# Tropica Plant Nutrition Plus



## craigthor (14 May 2012)

Anyone know a place willing to ship this to the US might even conisder grabbing a 5L depending on cost to makei t worth while to bring in.

Craig


----------



## rebus (14 May 2012)

The Green Machine will ship worldwide.
Info here,

http://www.thegreenmachineonline.com/de ... nformation

http://www.thegreenmachineonline.com/pr ... ertilisers


----------



## ceg4048 (15 May 2012)

Good grief, why pay to ship water worldwide when you can just make your own for 1/100th the price? => JamesC's DIY TPN

Cheers,


----------



## craigthor (16 May 2012)

rebus said:
			
		

> The Green Machine will ship worldwide.
> Info here,
> 
> http://www.thegreenmachineonline.com/de ... nformation
> ...




Thanks should soon be placing an order with them.


----------



## Antipofish (16 May 2012)

ceg4048 said:
			
		

> Good grief, why pay to ship water worldwide when you can just make your own for 1/100th the price? => JamesC's DIY TPN
> 
> Cheers,



I cant agree with you more Clive.  TPN+ was useful whilst I was learning about other stuff but Im an EI man now


----------



## LondonDragon (17 May 2012)

Worth noting if you plan to go down the Tropica nutrient route you should always buy the plus and the normal variety and alternate each day the two. You will get much better results that way. One contains nutrients that the other doesn't and you will maximise growth, I found it to be more effective that way.


----------

#### [Things to do]
a: Duplicate the part of the Tropica Plant Nutrition Plus thread from "I cant agree" up to and including "(17 May 2012)".
b: In the Tropica Plant Nutrition Plus thread, rewrite the paragraph beginning "Worth noting if you plan" in fewer words, keeping its main facts.
The lines after this thread have nothing to do with the tasks.

#### [Raw records]
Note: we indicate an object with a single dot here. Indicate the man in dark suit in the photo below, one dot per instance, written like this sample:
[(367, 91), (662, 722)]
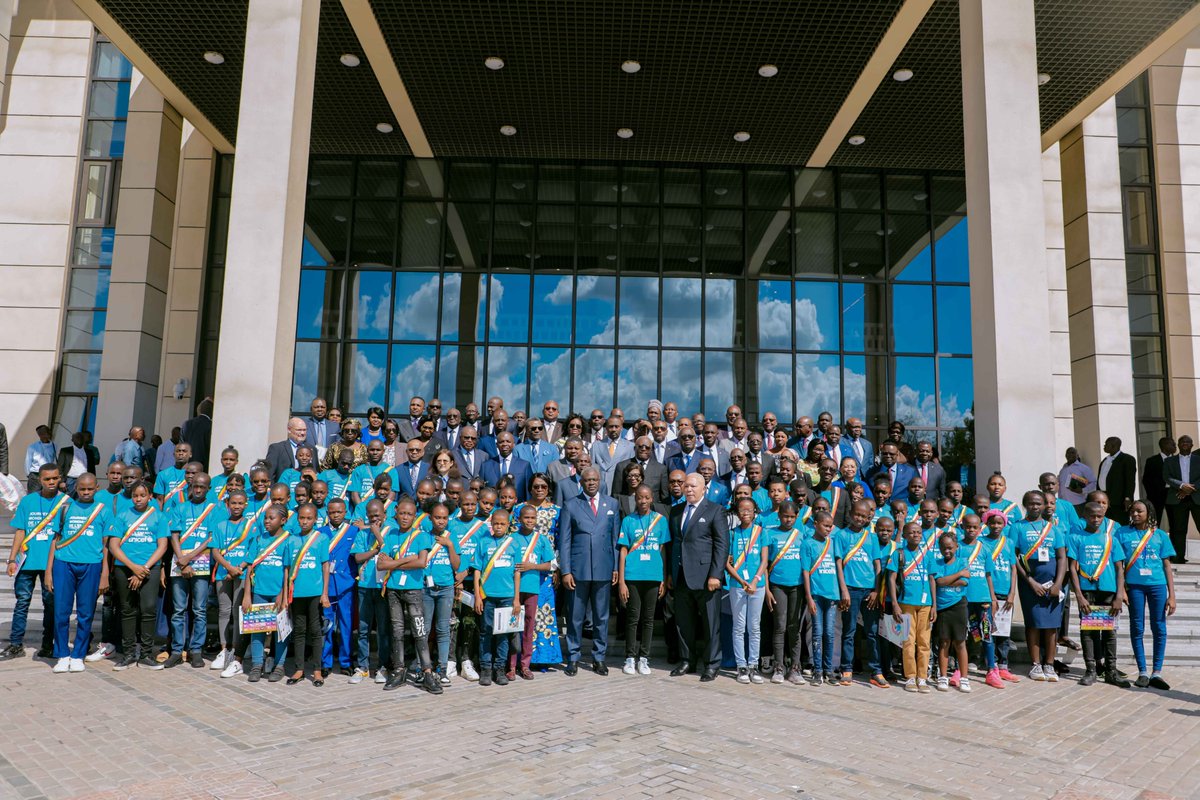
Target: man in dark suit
[(1182, 474), (282, 455), (699, 551), (1117, 477), (505, 463), (654, 474), (1153, 482), (587, 558), (471, 459)]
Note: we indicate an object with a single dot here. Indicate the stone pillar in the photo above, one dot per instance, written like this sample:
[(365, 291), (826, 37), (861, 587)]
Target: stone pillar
[(137, 295), (1011, 320), (262, 284), (1175, 106), (1096, 286)]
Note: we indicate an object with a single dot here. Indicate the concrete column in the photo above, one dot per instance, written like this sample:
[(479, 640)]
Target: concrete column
[(1096, 286), (262, 284), (185, 289), (1175, 102), (1056, 277), (1011, 320), (137, 295), (41, 119)]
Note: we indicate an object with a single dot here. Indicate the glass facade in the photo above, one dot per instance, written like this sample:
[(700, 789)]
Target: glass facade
[(791, 290), (1143, 259), (91, 253)]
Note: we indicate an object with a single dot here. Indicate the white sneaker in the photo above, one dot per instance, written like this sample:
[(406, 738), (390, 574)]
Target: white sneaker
[(102, 651)]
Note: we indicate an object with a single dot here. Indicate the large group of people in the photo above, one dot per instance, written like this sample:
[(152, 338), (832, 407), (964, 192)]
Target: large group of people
[(480, 545)]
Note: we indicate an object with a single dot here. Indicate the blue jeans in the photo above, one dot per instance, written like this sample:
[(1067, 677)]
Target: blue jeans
[(1156, 597), (181, 589), (493, 649), (822, 633), (23, 585), (373, 611), (75, 589), (279, 653), (438, 601)]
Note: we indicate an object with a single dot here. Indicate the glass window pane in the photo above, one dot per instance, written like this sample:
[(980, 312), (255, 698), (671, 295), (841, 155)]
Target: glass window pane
[(89, 288), (81, 372), (550, 378), (863, 317), (915, 398), (640, 312), (773, 312), (315, 373), (637, 380), (772, 388), (816, 316), (681, 379), (552, 304), (681, 301), (951, 250), (84, 330), (724, 314), (375, 234), (370, 313), (954, 319), (417, 304), (319, 307), (817, 388), (413, 370), (912, 317), (593, 380), (720, 383), (595, 306), (509, 302), (957, 391), (365, 377)]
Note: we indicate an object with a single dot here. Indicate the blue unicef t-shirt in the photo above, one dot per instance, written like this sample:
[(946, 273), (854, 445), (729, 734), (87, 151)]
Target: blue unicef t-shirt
[(643, 537)]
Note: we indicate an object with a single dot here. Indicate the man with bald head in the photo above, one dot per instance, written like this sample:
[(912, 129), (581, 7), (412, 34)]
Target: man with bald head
[(282, 455)]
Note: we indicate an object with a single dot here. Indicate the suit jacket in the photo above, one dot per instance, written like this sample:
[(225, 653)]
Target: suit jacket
[(480, 459), (403, 483), (701, 551), (606, 463), (519, 468), (587, 542)]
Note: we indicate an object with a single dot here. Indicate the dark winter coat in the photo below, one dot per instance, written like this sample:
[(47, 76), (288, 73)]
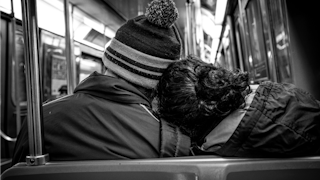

#### [Exercise solutions]
a:
I cant agree with you more Clive.  TPN+ was useful whilst I was learning about other stuff but Im an EI man now


----------



## LondonDragon (17 May 2012)

b: If you use Tropica nutrients, buy both the Plus and the normal variety and alternate them daily. Each contains nutrients the other lacks, so doing this maximizes growth and gives much better results. The poster found this approach more effective.